BRIEF A:
Decide whether each statement agrees with the post about the science communication course: (i) the course was hosted by the UK Medical Research Council; (ii) the course included icebreaking activities; (iii) the jargon-free summary was written for an expert reader. For each, answer yes or no and quote the deciding words from the post.
BRIEF B:
Continue the post about the science communication course, starting after its final sentence and keeping the jargon-free summary going.

EXCERPT:
┌──

Scientists are specialists…
…at making their incredibly interesting work sound utterly boring: Jargon and scientists’ love for their own prose tending to weave dense, impenetrable sentences.. like.. this… one.
Luckily, I was able to attend an excellent Science Communication course hosted by the UK Medical Research Council last week. Ably hosted by Michael Regnier the short course aimed to cover just the basics – fundamentals of communication like how to tell compelling stories by creating narratives and building on them to hold readers. The course was brilliant – we all got a lot from it, especially since we have to continually remind ourselves that yes, our research is interesting to other people, and yes, they can understand it and even come up with good ideas if the basic problem’s explained clearly enough.
There were no icebreaking activities or crappy mnemonics at all, just some really good wider discussions about the wider role of science – and scientists – in society. As part of the exercise, we had to write a short jargon-free summary of part of our research. Here’s mine: as per brief, it’s intended for an ‘intelligent, yet uninformed’ reader – a twelve year-old, say. It’s actually a good audience to pitch for general writing, as most of us forget everything learnt at GCSE as soon as possible…
Training the body to fight off AIDS using pieces of the virus that causes it.
How do you catch a speeding bullet? Despite billions of dollars spent over nearly three decades of research, scientists have so far failed to find a vaccine that prevents new infections of the deadly HIV virus, which causes AIDS.
Part of the problem is that, like Wyle E. Coyote trying to trap the Road Runner, the virus mutates so rapidly that our bodies’ defences are continually playing catch-up, only able to successfully neutralise a small percentage of old viruses while new ones evade detection. This is because the surface of the virus is covered with a shifting ‘cloak’ of special sugar molecules that is able to change shape in successive generations of virus.

└──

Point localization records
┌──

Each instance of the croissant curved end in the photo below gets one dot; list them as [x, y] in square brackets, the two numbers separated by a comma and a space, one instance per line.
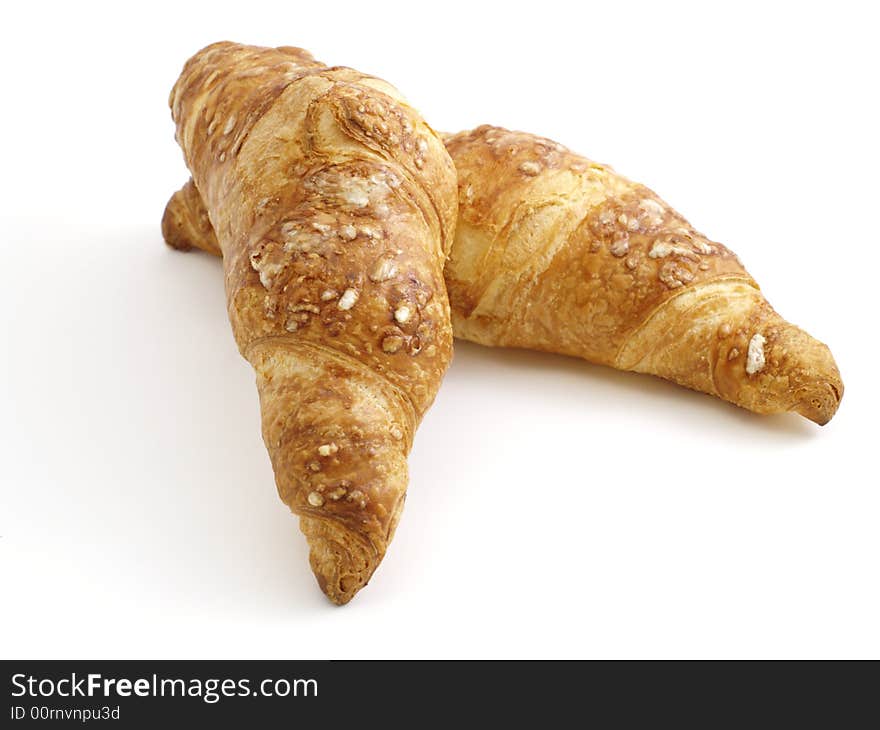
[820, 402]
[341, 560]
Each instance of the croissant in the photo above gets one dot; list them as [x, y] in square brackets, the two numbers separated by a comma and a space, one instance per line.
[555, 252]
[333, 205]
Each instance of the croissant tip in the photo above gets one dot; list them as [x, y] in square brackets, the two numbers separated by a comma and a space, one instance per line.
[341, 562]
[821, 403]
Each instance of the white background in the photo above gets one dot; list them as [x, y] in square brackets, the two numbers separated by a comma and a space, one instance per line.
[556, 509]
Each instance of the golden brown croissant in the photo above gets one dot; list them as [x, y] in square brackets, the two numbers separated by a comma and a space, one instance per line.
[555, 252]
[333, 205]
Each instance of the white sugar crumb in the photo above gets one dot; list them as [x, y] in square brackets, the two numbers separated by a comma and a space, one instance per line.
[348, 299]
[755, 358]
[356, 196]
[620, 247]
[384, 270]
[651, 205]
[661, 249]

└──
┌──

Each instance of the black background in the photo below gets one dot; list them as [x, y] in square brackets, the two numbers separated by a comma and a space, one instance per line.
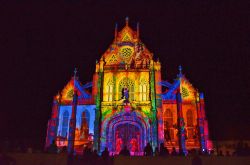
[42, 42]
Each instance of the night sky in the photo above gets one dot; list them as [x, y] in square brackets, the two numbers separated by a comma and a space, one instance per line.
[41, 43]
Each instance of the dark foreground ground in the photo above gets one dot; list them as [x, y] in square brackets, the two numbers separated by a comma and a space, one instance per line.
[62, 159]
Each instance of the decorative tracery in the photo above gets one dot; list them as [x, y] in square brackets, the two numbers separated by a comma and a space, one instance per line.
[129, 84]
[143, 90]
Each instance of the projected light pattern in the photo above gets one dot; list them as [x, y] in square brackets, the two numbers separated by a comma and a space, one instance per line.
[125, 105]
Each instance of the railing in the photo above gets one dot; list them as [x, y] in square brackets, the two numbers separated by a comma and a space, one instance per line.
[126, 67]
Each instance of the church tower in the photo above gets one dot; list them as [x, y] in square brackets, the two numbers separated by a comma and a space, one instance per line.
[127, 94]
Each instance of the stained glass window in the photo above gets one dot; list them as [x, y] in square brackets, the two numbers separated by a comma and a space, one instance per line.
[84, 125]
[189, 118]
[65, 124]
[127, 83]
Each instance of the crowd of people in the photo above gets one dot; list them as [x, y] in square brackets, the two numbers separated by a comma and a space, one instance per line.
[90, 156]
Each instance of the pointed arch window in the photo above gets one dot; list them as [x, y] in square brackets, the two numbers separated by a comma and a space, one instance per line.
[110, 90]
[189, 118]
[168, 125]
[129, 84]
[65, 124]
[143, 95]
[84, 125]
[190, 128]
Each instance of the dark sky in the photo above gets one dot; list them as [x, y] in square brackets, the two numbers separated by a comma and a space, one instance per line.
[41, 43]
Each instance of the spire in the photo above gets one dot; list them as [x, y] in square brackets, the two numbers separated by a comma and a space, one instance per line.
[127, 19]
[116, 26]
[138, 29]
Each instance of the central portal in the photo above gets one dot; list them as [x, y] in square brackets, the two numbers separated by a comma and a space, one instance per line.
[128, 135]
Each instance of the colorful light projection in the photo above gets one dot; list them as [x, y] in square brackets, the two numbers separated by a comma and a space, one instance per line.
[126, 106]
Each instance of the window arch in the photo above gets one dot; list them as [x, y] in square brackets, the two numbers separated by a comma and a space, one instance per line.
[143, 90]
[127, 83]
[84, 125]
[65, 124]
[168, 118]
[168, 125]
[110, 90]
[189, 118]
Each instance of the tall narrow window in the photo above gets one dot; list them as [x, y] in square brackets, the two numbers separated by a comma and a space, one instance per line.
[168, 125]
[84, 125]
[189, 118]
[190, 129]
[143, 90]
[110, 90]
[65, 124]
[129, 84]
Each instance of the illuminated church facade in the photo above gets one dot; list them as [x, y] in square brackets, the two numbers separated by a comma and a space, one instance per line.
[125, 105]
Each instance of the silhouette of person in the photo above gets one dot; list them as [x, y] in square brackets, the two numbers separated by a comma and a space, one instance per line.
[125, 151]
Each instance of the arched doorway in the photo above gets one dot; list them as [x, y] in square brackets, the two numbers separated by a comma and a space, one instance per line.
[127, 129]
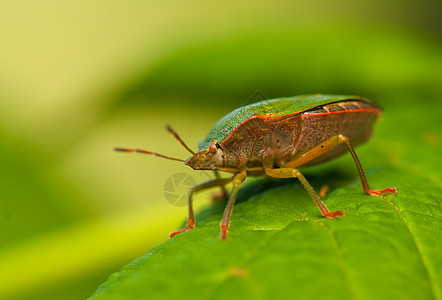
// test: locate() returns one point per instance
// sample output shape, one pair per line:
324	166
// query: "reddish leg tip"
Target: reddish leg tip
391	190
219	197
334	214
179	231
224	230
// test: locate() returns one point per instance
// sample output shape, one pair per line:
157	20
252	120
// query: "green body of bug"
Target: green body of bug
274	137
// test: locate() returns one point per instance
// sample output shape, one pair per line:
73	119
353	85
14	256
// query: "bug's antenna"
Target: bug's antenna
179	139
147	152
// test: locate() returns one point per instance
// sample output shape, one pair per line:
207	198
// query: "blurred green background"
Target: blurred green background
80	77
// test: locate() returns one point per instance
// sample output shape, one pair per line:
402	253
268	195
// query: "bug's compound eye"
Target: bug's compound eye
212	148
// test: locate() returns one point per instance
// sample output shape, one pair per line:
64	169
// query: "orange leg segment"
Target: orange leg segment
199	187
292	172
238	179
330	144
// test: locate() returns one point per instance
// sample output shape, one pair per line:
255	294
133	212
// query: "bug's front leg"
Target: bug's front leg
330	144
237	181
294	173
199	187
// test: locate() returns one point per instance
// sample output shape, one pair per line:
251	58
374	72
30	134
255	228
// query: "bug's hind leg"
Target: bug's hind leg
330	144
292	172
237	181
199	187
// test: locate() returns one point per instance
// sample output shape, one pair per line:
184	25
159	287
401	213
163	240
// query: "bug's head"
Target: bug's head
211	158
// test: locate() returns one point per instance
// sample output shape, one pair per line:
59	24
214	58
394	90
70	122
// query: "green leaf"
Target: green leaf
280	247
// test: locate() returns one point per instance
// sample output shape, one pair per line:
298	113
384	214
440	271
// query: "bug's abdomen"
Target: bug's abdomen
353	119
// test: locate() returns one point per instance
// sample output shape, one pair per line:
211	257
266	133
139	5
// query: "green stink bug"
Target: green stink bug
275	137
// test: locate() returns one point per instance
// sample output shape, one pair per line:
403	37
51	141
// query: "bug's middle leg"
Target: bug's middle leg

└──

EXPECTED ANSWER A:
(i) Yes: "an excellent Science Communication course hosted by the UK Medical Research Council last week"
(ii) No: "There were no icebreaking activities or crappy mnemonics at all"
(iii) No: "it’s intended for an ‘intelligent, yet uninformed’ reader – a twelve year-old, say"

EXPECTED ANSWER B:
Vaccines against other diseases, like polio or measles, work by showing our bodies’ defences a ‘sneak preview’ of the disease, normally chopped-up or dead pieces of the germs that cause it. The surface cloak the HIV virus uses frustrates vaccine design because pieces of one HIV virus may look dissimilar to another. This means a sneak preview of even a handful of HIV viruses fails to brief the body to protect against all potential HIV infections.
New research turns this problem around. By using computers to examine which parts of the virus’ surface cloak show the least variation, scientists are trying to design synthetic peptides – small chemical molecules based on the virus’ own structure – that effectively brief the body’s defences on only those parts of the virus that change at the slowest rate.
The researchers hope that the body’s defences will be primed to trap the virus as it mutates through certain predetermined surface cloak combinations amongst the many shapes that are possible. So, unlike that crafty coyote, they may eventually be able to head their prey off at the pass.
In fact, although most of us are loath to deign to express our opinions anywhere outside of the peer-reviewed media, I think there’s a very strong case to be made here for professionals’ continual public engagement, whatever your technical speciality – be that science, medicine, policy, law, engineering or whatever.
After all (in brain-cell-count terms) we pretty much peak in intelligence around the middle or end of our second decade. So if that hypothetical ‘intelligent twelve year-old’ doesn’t get your explanation, maybe your understanding’s at fault – not theirs.